Instructions for the task :: Please write out everything below, from the line containing "Point out every instance of the orange painted" down to the end of the records, with the requests included. Multiply each coordinate in the answers by 0.9 and round it to a whole number, rounding halves up.

[Stored data]
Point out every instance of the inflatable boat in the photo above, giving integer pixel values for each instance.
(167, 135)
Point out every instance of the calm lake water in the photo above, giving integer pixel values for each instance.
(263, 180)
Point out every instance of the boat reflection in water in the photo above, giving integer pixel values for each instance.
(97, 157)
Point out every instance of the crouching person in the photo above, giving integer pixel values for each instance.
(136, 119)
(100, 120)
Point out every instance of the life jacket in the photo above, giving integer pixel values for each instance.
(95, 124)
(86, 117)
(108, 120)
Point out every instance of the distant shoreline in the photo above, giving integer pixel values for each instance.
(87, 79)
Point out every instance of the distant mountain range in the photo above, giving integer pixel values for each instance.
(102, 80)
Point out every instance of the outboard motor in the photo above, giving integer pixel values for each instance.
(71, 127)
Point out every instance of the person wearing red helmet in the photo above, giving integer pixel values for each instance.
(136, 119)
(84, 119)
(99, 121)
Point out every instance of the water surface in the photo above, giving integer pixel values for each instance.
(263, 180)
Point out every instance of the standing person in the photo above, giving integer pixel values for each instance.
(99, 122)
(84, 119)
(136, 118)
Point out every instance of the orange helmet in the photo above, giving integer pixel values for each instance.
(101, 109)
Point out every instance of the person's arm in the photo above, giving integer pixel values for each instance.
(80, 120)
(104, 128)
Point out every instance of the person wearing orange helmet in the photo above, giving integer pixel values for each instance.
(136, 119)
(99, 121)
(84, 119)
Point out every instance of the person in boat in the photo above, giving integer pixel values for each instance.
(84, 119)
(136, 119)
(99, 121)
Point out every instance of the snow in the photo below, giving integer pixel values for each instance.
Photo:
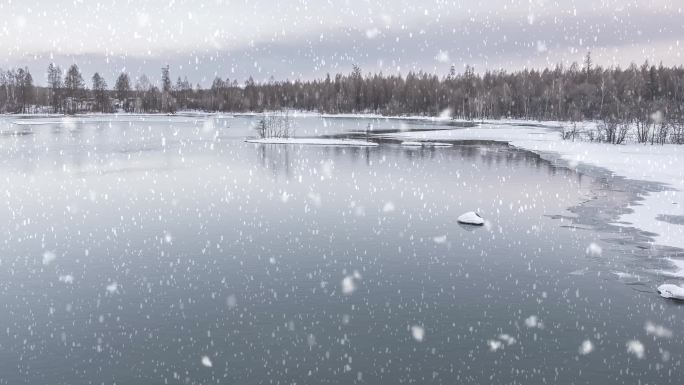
(671, 291)
(425, 144)
(314, 142)
(659, 164)
(471, 218)
(679, 266)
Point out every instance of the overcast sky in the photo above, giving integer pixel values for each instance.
(307, 39)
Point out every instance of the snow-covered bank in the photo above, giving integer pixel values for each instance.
(661, 213)
(314, 142)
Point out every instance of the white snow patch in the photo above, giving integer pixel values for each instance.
(494, 345)
(315, 142)
(418, 333)
(636, 347)
(679, 266)
(471, 218)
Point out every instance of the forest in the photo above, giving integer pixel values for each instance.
(577, 92)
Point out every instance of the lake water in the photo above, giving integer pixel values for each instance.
(166, 250)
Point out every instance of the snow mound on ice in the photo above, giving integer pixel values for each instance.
(471, 218)
(671, 291)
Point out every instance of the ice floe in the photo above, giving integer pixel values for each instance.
(314, 142)
(471, 218)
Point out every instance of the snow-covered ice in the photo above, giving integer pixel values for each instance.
(659, 164)
(206, 362)
(314, 142)
(668, 290)
(471, 218)
(425, 144)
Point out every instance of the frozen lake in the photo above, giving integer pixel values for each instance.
(166, 250)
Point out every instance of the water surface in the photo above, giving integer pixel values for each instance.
(133, 247)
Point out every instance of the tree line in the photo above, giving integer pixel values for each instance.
(576, 92)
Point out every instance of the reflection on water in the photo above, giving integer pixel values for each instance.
(131, 249)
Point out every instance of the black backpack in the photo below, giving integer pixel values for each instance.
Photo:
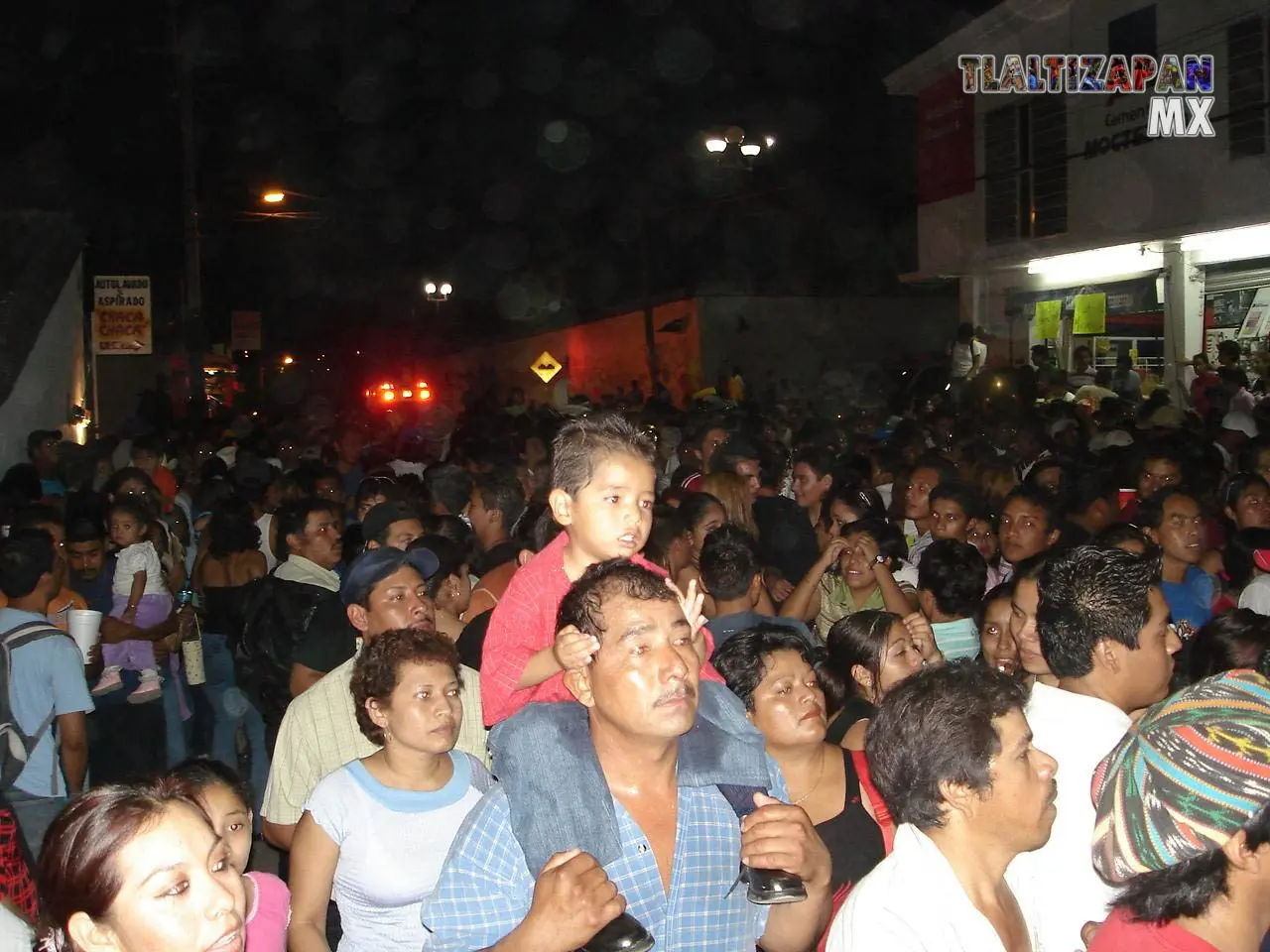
(16, 744)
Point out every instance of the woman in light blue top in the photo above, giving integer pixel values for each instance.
(362, 838)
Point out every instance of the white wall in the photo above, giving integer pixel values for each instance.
(53, 380)
(1162, 189)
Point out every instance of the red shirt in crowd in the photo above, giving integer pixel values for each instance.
(1119, 933)
(524, 624)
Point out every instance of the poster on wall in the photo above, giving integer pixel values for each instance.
(121, 315)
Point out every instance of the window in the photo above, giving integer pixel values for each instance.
(1245, 91)
(1025, 171)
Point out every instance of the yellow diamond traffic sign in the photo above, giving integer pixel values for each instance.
(547, 367)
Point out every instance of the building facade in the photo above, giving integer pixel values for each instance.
(1032, 199)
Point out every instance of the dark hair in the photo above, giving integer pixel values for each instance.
(1040, 498)
(85, 530)
(451, 558)
(26, 558)
(377, 669)
(857, 639)
(728, 562)
(1086, 595)
(232, 529)
(887, 535)
(695, 507)
(77, 869)
(197, 774)
(500, 489)
(1237, 639)
(961, 493)
(1151, 511)
(584, 443)
(449, 485)
(581, 606)
(294, 518)
(955, 574)
(1189, 888)
(937, 728)
(742, 658)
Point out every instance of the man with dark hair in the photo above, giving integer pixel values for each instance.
(448, 488)
(730, 574)
(928, 474)
(495, 507)
(951, 584)
(666, 772)
(1032, 524)
(1173, 520)
(46, 687)
(1103, 631)
(1183, 823)
(952, 757)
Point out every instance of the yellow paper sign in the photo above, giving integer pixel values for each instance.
(1047, 318)
(1091, 313)
(547, 367)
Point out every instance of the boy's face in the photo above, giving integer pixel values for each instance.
(611, 516)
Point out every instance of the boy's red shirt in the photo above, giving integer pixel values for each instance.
(524, 624)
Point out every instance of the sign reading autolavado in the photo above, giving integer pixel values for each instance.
(121, 315)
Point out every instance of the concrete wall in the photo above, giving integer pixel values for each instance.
(802, 338)
(53, 380)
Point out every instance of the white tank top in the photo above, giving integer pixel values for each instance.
(266, 525)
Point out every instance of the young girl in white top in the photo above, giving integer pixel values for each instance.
(140, 599)
(376, 832)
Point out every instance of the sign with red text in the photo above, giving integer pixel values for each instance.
(121, 315)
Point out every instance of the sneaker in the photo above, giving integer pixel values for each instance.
(108, 682)
(149, 689)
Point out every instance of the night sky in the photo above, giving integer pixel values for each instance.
(515, 148)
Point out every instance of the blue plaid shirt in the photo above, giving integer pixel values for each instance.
(485, 887)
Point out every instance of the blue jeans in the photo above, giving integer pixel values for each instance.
(234, 710)
(544, 754)
(35, 816)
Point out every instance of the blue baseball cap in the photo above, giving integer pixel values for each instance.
(375, 565)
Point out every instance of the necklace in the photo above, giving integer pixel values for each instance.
(820, 775)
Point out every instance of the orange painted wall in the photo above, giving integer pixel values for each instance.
(597, 357)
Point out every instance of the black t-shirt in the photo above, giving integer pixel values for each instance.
(330, 639)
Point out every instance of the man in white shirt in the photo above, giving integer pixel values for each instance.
(1103, 630)
(952, 757)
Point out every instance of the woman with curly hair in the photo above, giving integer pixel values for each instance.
(375, 833)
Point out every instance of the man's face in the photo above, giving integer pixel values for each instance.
(917, 497)
(320, 542)
(748, 471)
(1157, 475)
(712, 439)
(949, 520)
(1019, 809)
(643, 682)
(1144, 673)
(810, 486)
(612, 515)
(403, 532)
(85, 558)
(1182, 531)
(400, 601)
(1023, 627)
(1024, 531)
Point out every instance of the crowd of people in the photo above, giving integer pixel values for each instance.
(970, 675)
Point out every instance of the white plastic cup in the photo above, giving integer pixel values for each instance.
(85, 629)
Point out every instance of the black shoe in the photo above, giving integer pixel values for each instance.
(622, 934)
(772, 888)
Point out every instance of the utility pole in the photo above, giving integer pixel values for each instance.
(191, 308)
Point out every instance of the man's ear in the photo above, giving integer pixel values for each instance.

Solution ::
Point out every instance of the orange painted wall in the photo above, giving integer pixel values for each instance.
(537, 321)
Point out every instance of the black t-shirt in the photo above, giving integer pixel values for each instance.
(297, 575)
Point out every instance of the man in white shirt in the photo above, giving integer pixel values for each instance.
(993, 567)
(857, 681)
Point out every instance of the woman with curly hair in the photo above, giving integer pixel values for each instance.
(338, 750)
Point out every instance of the man's face in the photo above, giving integer pixel values for each instance.
(825, 447)
(288, 488)
(673, 424)
(1041, 428)
(641, 395)
(854, 468)
(917, 728)
(579, 614)
(1030, 606)
(729, 437)
(551, 464)
(363, 479)
(77, 502)
(1064, 478)
(360, 541)
(921, 564)
(922, 478)
Point out every instance of the crowd of people in the photo above, giving integer pixel values for each instance.
(873, 608)
Point out every instance of the white plastic cup in the photo above, giving integer pixel values for each instance.
(77, 566)
Point out every instance of the black shoe in the photo above, giving integer pixel values for each instance.
(560, 841)
(695, 799)
Point out every instance of the utility pole in the photo above, giving integer pixel values for each instance.
(172, 277)
Point out every instance of the man's ear in the photo above, giving integer pixel values for each instance.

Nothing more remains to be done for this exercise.